start DATA FOR THIS TASK

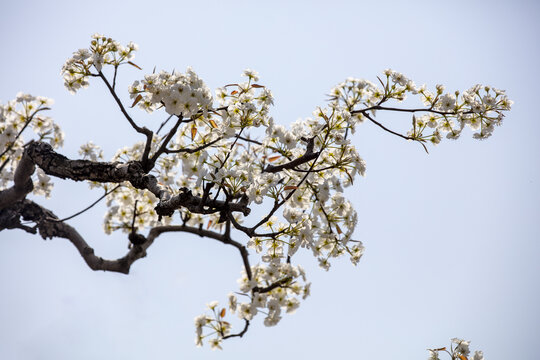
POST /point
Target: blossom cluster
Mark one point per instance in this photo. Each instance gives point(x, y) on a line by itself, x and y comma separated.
point(102, 51)
point(480, 107)
point(260, 296)
point(459, 349)
point(181, 94)
point(17, 115)
point(297, 175)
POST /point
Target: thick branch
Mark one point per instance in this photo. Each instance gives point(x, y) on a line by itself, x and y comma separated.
point(60, 166)
point(48, 226)
point(22, 183)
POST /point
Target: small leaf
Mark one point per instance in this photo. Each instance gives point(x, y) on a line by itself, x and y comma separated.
point(137, 99)
point(132, 64)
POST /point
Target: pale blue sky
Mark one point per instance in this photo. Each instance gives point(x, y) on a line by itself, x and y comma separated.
point(451, 237)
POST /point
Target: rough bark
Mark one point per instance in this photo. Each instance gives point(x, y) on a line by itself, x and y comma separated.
point(54, 164)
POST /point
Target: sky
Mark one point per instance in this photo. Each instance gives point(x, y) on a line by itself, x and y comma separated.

end DATA FOR THIS TASK

### THE PROBLEM
Copy every line of the data word for word, omitting the images.

### SOLUTION FOR THIS TASK
POST /point
Target: blossom cluster
Mark one point per instance in this photo. Each instance gives point(x, y) on a line by itself, x and y comma separated.
point(102, 51)
point(480, 107)
point(260, 296)
point(459, 349)
point(181, 94)
point(17, 115)
point(297, 175)
POST /point
Target: thick branch
Mark one point per instance in this photo. Each instance gives point(x, y) on a line by itself, x and y comma separated.
point(60, 166)
point(48, 226)
point(22, 183)
POST /point
Target: small leaf
Mark one point per instance in this photo. Each instance gives point(x, y) on a line by itself, x and y comma separated.
point(137, 99)
point(132, 64)
POST /point
Target: pale blue sky
Mark one point per instance in this photo. Each instance gives point(x, y) on a line by itself, x and y comma separated.
point(451, 237)
POST /point
Target: rough bark
Mark one point per instance in this photo. Each instance gives point(x, y) on a line by itself, x and y comma separated.
point(54, 164)
POST /point
Target: sky
Mark one point per instance in this photo. Each instance gives point(x, y) on a line by itself, x and y comma separated.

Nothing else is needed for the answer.